**Dataset extract**
--*--
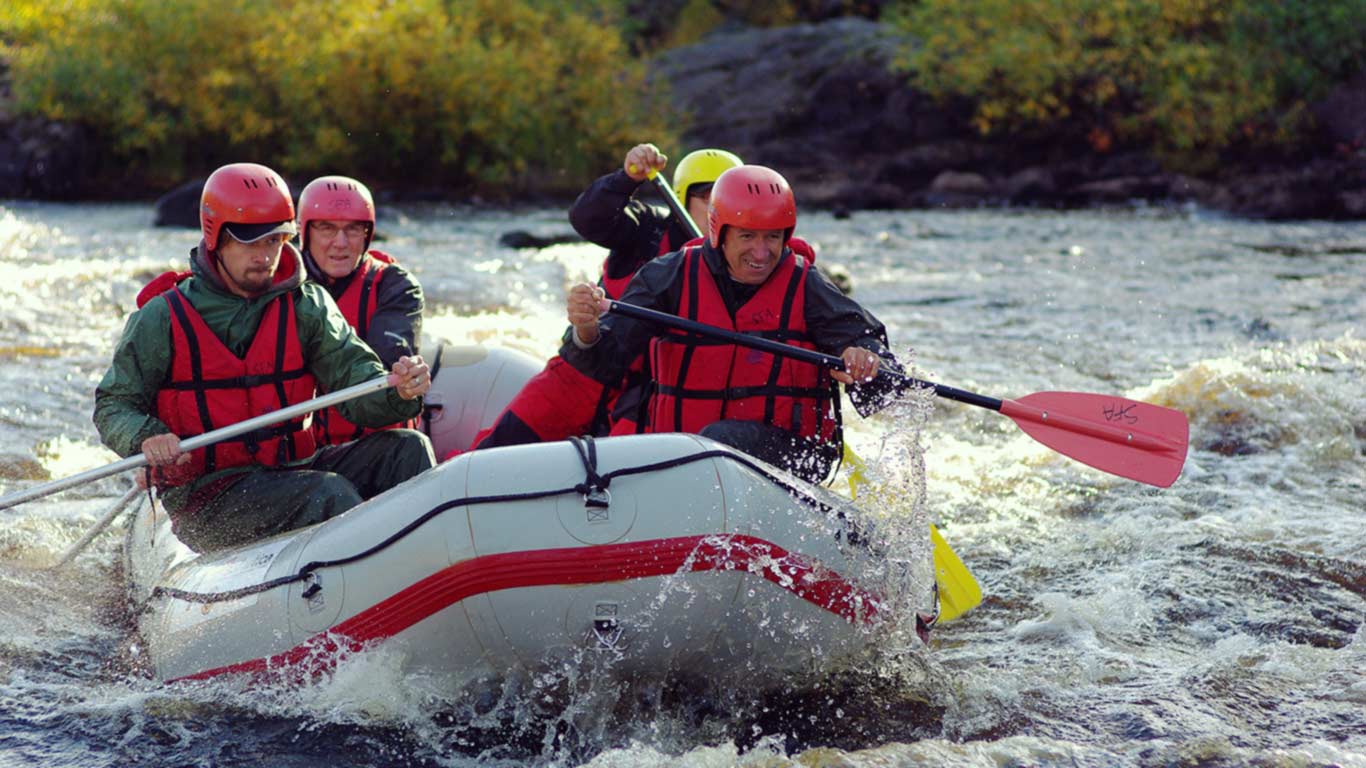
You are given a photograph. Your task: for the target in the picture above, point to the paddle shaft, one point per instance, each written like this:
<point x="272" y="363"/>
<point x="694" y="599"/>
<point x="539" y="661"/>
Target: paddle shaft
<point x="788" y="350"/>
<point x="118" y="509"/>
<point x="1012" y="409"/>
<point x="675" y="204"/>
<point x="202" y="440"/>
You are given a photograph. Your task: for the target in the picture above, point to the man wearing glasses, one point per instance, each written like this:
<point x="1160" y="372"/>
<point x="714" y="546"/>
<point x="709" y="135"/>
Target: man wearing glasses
--*--
**Given instruction**
Lay out every line of the items above as a two-column Markdown table headed "Row" and "Text", numbering each row and skipping any blank lines. Leave the pictures out of the table.

**Response to this task**
| Row | Text |
|---|---|
| 1 | You are given a photograph. Your task: for the target in the picture above, point to the paddle shaft, one point per instance, each written like this: |
| 2 | <point x="272" y="363"/> |
| 3 | <point x="694" y="599"/> |
| 4 | <point x="539" y="661"/> |
| 5 | Target: paddle shaft |
| 6 | <point x="788" y="350"/> |
| 7 | <point x="118" y="509"/> |
| 8 | <point x="1012" y="409"/> |
| 9 | <point x="675" y="204"/> |
| 10 | <point x="202" y="440"/> |
| 11 | You are given a photograph. Your task: for the target in the picture above, point to the man wearing glasses, one point per instance, each written like this: |
| 12 | <point x="1160" y="372"/> |
| 13 | <point x="714" y="546"/> |
| 14 | <point x="709" y="135"/> |
| 15 | Target: man wearing glasses |